-- Exercise requirements --
Show every line of the data below that includes the word "windshield".

---- Raw data

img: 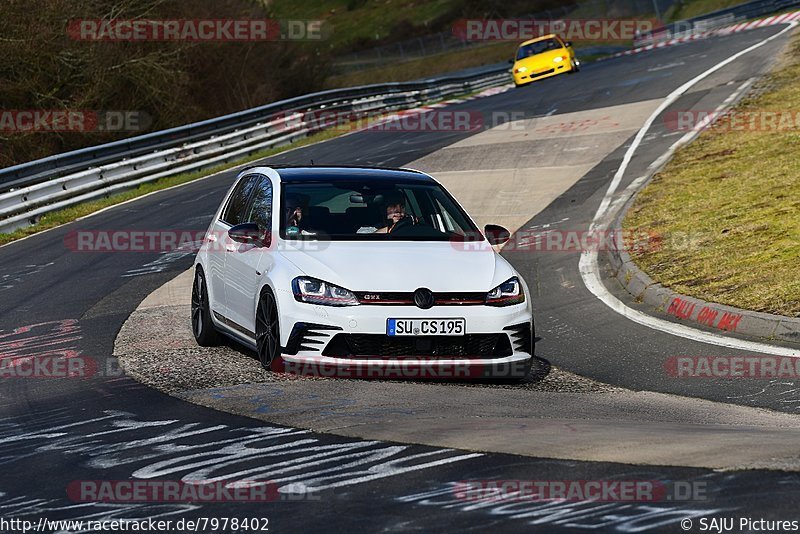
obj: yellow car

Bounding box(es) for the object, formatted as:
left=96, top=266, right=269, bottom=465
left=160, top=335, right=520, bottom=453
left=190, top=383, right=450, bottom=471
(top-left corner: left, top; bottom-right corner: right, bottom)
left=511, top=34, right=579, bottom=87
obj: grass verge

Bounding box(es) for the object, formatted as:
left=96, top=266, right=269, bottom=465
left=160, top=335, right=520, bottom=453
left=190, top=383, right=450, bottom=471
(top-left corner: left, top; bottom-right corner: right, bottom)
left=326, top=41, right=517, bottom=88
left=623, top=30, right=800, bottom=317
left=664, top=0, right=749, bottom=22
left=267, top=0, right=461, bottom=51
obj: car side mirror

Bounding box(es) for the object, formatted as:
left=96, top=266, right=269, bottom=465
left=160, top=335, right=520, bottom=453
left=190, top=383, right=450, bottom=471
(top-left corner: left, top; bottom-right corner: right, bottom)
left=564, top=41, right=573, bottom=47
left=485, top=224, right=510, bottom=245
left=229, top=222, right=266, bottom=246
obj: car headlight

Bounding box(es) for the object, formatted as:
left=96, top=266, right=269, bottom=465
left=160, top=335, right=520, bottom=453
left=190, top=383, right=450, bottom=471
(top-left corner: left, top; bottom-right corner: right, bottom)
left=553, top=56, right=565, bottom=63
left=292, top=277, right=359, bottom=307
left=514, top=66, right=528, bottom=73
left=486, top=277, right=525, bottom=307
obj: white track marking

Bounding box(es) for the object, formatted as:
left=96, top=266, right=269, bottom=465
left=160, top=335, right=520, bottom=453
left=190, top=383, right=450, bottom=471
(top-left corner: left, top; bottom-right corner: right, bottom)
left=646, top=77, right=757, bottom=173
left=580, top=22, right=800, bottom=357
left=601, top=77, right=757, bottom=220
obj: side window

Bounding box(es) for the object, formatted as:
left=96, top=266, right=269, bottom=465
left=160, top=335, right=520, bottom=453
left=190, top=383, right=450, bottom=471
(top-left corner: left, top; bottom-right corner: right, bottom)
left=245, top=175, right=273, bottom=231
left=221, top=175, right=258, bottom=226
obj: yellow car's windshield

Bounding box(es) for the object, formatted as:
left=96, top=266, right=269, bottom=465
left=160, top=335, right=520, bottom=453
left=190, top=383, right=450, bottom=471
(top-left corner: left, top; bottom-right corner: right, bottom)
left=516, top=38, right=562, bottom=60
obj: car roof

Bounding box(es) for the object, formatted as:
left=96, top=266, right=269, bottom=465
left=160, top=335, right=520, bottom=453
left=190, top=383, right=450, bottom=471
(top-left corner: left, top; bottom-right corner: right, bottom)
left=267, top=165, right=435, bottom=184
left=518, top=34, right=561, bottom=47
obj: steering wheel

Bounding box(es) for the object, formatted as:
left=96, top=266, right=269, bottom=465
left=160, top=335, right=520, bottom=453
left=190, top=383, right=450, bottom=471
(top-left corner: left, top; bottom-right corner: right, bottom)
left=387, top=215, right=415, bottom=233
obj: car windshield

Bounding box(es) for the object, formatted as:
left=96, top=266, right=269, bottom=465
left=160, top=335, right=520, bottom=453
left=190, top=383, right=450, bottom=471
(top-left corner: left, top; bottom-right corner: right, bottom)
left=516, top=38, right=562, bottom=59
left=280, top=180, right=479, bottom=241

--------

-- Answer to this task --
obj: yellow car's windshield
obj: car windshield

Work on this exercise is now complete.